Start of Selected extract

“Exuberance made a comeback this year at Josh Koplewicz’s annual Halloween party. More than 1,000 people packed into a 6,000-square-foot space at the Good Units night club in Manhattan, a substantially larger crowd than in the last several years. The open bar was sponsored by Russian Standard vodka, and Mr. Koplewicz, an investment analyst at Goldman Sachs, was able to snag a big headliner: the hip-hop star Lil’ Kim, who performed dressed in a black cat costume.”
“Wall Street is back spending as much if not more than before,” said the New York cosmetic surgeon Dr. Francesca J. Fusco, whose business is booming again after a difficult few years.
Real estate agents say Wall Street executives have already begun lining up rentals in the Hamptons for next summer. Dolly Lenz of Prudential Douglas Elliman said the bidding this year was “hotter and heavier” than previous years. “There is a passion now in the market I haven’t seen in a while,” she said. She said her clients, almost exclusively from Wall Street, were afraid to lose out. Just recently, Ms. Lenz said, she had three people bidding more than $400,000 for a summer rental in Southampton.

End of Selected extract
Start of Recorded information

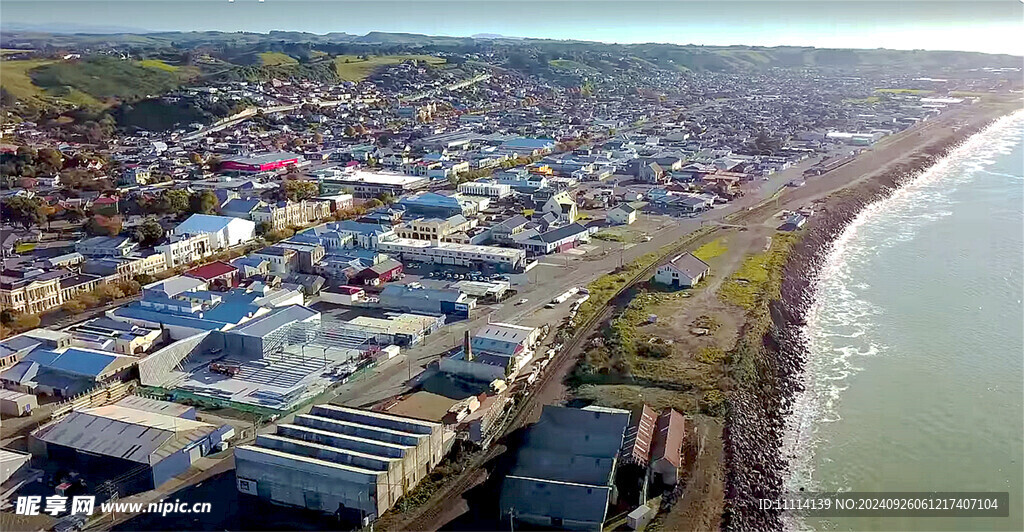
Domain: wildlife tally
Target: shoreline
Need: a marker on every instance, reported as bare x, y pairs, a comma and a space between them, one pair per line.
759, 416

End of Recorded information

What the task requires →
Write the next part of the news passage about Wall Street's return to lavish spending, picking up right after its final sentence.

Reply to the exercise →
—The New York Times, 11/23/10
What’s causing this renewed party atmosphere? American companies earned profits at an annual rate of $1.659 trillion in the third quarter, according to a Commerce Department report released Tuesday. That is the highest figure recorded since the government began keeping track over 60 years ago. Since bottoming out in the fourth quarter of 2008, U.S. corporate profits have grown for seven consecutive quarters and at some of the fastest rates in history.
Great news for some, but not for the nearly 15 million Americans who remain jobless today. There were five unemployed workers available for every job opening in the United States in September, according to the Labor Department. In an act of holiday compassion, the House failed last month to extend unemployment insurance benefits for another three months. And because the rich still aren’t rich enough, Republicans are ready to go to war to ensure the wealthiest American’s retain the tax cuts Bush put in place in 2001 and 2003. As Paul Krugman notes, making “the Bush tax cuts for the wealthy permanent is a huge budget issue—over the next 75 years it would cost as much as the entire Social Security shortfall.”
The result is the slow institutionalization of an unjust and increasingly inequitable society, a form of backward economic “mission creep” in which the top 1/10 of 1% of the population now earns over 7% of all after-tax income, up almost 500% from 1.2% they earned in 1970.
Where has the countervailing force to ensure fairness and equity in our society disappeared? There must be a new alliance of activists to stop this wave of greed that if left untempered will surely destroy our society. We (and by “we” I mean small and medium-size businesses, labor, the environmental community, human rights activists, and students to name a few) must focus on what unites rather than what divides us. Together we can make our voice for economic fairness heard, and the time has come to begin shouting.